▶ What you are asked to do: Take the lines below between the one holding "Find every instance of the beige" and the one holding "Find every instance of the chair armrest", inclusive, and copy them exactly. Add nothing.

Input records: Begin

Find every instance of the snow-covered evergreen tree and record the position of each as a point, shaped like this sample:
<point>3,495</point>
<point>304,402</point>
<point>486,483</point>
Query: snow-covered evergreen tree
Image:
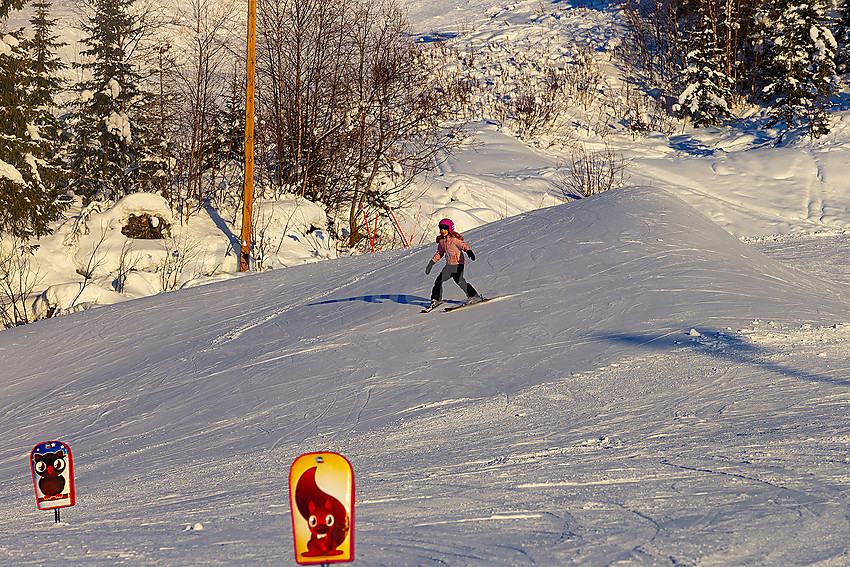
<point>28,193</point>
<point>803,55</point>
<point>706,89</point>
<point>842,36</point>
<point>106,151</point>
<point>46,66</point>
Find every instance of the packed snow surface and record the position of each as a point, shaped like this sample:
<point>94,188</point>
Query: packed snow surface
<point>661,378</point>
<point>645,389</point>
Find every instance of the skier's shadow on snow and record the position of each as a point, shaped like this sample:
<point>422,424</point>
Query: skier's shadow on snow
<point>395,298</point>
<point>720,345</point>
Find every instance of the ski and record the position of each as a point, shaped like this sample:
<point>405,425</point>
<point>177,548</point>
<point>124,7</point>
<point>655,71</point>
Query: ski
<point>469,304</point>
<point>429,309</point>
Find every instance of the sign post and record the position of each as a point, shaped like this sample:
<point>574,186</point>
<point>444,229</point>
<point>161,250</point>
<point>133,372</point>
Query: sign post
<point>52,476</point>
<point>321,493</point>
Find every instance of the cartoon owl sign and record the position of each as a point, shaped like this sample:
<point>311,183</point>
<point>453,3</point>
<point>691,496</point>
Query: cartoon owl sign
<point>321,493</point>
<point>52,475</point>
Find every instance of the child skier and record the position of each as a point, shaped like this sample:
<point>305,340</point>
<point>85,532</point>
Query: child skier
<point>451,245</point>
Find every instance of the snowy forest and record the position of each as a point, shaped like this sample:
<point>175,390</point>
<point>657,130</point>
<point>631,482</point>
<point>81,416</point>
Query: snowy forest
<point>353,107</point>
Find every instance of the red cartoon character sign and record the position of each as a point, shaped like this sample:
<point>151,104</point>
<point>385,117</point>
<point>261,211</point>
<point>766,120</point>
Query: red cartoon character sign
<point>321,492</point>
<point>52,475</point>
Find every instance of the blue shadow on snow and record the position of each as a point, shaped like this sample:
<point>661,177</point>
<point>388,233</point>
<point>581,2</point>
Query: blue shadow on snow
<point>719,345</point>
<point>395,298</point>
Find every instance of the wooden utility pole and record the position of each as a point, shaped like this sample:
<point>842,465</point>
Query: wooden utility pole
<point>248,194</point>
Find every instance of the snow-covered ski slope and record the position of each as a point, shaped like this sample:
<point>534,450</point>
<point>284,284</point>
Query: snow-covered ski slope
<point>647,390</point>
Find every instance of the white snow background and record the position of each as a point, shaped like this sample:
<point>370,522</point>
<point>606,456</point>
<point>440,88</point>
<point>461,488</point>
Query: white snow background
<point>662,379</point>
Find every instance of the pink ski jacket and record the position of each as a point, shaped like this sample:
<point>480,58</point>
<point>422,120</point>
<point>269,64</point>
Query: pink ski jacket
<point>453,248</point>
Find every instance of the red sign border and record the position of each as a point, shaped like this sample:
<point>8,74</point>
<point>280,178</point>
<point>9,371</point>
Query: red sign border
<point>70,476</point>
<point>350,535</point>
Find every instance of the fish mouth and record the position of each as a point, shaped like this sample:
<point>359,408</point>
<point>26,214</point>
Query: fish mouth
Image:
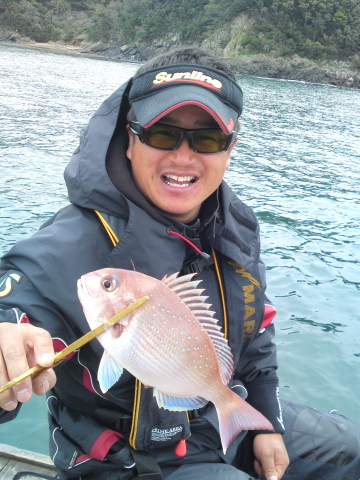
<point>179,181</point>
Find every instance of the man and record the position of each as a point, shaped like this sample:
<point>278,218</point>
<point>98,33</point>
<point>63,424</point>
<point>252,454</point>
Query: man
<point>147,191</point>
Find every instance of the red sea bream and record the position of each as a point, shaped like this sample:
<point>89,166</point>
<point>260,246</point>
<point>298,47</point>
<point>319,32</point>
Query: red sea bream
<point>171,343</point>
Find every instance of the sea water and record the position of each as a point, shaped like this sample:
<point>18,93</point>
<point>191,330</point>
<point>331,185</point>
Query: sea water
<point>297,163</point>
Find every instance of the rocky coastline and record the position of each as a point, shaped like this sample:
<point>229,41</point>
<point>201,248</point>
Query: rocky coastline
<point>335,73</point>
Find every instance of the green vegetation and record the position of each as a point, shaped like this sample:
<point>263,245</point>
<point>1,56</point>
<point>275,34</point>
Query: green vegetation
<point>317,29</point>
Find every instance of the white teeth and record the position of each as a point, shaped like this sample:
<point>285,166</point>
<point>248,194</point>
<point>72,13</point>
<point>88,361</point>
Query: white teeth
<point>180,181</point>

Input records: End
Input records: Begin

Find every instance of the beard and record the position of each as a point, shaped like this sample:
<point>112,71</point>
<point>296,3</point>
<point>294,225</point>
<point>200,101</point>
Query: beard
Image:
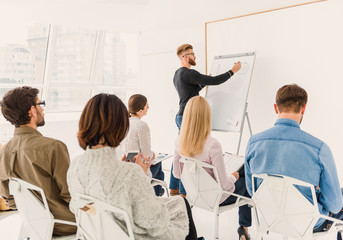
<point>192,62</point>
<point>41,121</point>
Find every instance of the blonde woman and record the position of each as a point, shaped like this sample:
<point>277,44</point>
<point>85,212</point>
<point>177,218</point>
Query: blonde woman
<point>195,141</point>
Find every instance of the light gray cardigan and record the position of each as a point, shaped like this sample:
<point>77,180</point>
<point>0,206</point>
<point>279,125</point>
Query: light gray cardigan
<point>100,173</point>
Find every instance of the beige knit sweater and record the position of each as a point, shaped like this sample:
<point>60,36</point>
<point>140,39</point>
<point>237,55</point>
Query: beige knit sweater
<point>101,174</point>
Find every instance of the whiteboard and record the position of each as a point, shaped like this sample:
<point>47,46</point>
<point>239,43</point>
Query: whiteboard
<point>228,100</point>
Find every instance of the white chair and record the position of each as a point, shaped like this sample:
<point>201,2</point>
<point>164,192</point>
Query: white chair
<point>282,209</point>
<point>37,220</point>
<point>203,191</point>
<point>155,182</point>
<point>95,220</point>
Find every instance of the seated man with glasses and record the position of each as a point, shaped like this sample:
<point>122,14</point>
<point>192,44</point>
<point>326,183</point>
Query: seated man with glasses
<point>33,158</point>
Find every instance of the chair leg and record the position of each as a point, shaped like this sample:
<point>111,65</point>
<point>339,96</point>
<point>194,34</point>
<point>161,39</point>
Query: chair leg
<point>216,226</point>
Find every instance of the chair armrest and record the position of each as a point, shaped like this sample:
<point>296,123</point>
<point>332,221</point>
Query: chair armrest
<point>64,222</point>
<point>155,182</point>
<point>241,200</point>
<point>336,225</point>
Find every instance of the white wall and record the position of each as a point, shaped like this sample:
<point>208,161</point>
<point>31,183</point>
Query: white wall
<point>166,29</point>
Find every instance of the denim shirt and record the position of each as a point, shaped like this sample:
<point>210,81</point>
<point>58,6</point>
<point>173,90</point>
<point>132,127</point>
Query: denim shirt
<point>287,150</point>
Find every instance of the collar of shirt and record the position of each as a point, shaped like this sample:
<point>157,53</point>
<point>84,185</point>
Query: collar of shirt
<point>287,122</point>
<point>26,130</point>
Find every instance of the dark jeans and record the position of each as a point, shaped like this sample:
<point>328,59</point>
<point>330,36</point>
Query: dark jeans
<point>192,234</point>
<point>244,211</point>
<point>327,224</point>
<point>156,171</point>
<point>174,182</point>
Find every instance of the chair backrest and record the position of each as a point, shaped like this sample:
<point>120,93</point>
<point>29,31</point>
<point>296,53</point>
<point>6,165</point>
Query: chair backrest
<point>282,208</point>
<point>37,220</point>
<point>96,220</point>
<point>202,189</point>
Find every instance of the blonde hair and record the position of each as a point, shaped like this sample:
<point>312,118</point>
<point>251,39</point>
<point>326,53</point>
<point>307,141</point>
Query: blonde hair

Input records: End
Input records: Begin

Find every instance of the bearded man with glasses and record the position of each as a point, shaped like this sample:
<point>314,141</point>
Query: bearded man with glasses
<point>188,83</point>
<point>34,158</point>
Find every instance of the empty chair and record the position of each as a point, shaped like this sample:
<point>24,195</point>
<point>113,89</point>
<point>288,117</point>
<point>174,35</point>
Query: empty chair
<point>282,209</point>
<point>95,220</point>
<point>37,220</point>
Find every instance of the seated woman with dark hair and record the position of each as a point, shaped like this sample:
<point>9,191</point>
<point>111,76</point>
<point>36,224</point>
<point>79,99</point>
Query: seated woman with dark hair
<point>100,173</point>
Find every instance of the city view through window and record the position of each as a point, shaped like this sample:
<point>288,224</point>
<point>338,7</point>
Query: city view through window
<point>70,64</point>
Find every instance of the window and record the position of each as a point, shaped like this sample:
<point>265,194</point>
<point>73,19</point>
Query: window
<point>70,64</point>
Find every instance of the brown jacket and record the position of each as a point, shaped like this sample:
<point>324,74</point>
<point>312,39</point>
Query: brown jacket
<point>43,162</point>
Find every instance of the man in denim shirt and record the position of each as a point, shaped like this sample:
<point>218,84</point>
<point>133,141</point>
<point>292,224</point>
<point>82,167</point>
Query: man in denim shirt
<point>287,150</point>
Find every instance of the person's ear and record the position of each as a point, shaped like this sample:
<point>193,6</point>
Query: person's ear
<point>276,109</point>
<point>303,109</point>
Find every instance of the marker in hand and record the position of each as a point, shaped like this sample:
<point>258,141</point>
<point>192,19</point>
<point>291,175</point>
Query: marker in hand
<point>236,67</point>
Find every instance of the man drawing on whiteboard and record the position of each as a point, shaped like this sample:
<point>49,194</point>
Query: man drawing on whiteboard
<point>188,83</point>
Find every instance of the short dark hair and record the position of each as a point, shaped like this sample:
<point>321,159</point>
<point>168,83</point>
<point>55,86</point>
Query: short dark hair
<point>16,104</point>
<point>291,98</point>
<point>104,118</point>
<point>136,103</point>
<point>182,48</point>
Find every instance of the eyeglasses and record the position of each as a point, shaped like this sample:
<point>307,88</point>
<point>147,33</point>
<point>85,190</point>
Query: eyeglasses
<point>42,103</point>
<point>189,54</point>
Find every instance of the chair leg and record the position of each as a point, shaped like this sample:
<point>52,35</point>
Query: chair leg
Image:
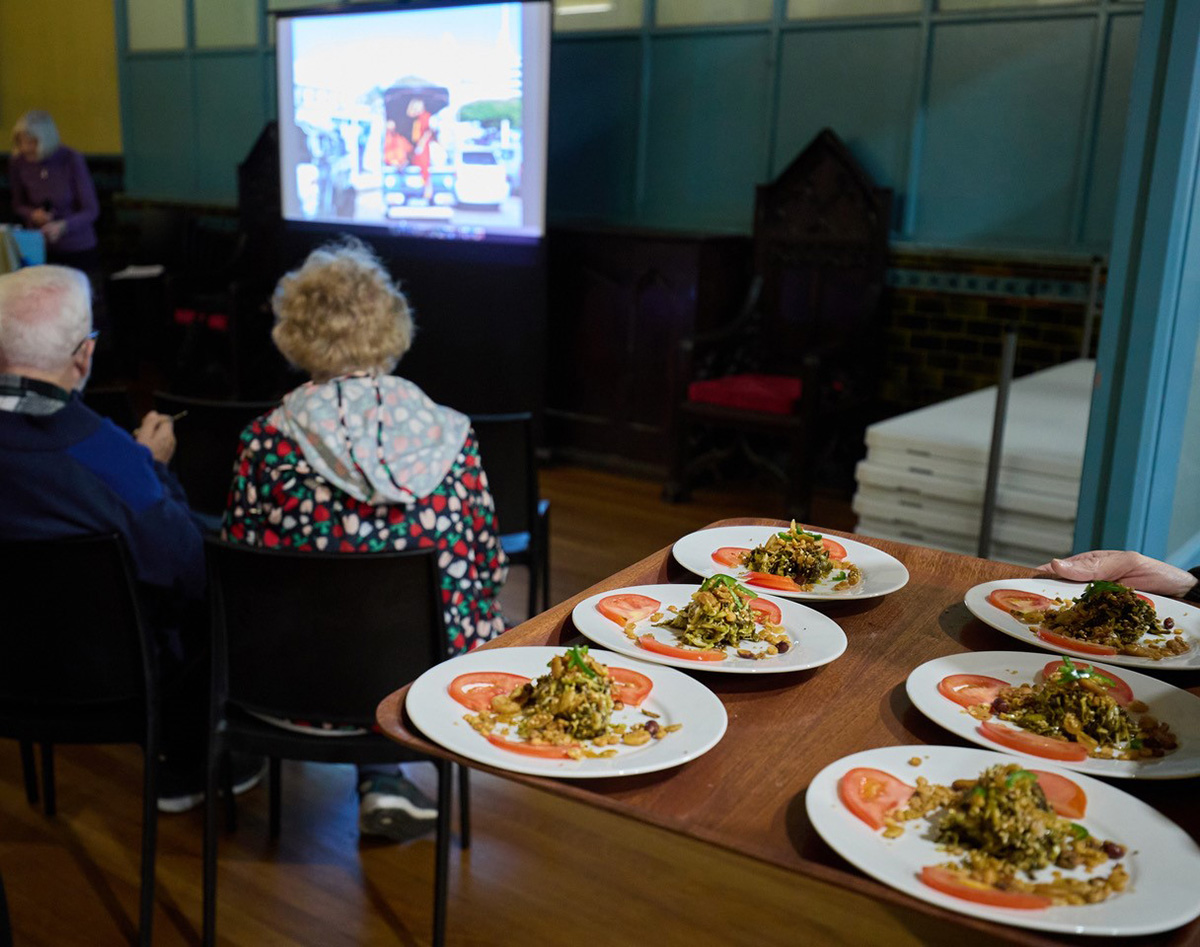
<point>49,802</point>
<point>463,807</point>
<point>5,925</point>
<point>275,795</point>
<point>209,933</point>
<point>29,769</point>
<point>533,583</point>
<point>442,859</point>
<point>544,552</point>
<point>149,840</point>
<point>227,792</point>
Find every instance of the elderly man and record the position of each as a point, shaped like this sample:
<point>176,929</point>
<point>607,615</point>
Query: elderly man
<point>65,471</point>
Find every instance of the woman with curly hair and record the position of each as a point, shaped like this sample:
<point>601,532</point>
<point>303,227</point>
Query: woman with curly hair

Input records: End

▶ Result below:
Find every instance of the beige knit sweater and record the position of each as a point, shaped like this sample:
<point>60,36</point>
<point>140,39</point>
<point>237,55</point>
Query: beige knit sweater
<point>101,174</point>
Find every instance of the whiteboard and record the position of each as a point, shaped like this sample:
<point>47,46</point>
<point>239,43</point>
Query: whiteboard
<point>228,100</point>
Find every instance of the white chair and record the position of each as a point, shaped like this sample:
<point>201,2</point>
<point>164,192</point>
Query: white chair
<point>282,209</point>
<point>37,220</point>
<point>203,191</point>
<point>155,182</point>
<point>95,220</point>
Find every instance of the seated man with glasses and record the position of each as a point, shaped like this sample:
<point>122,14</point>
<point>192,44</point>
<point>326,183</point>
Query: seated man with glasses
<point>33,158</point>
Find every instance of the chair leg and record the position of each as a point, shaped like this sample:
<point>111,65</point>
<point>339,96</point>
<point>194,34</point>
<point>161,39</point>
Query: chair leg
<point>216,226</point>
Find every instance of the chair armrest and record the position of each as a point, shaped like this sample:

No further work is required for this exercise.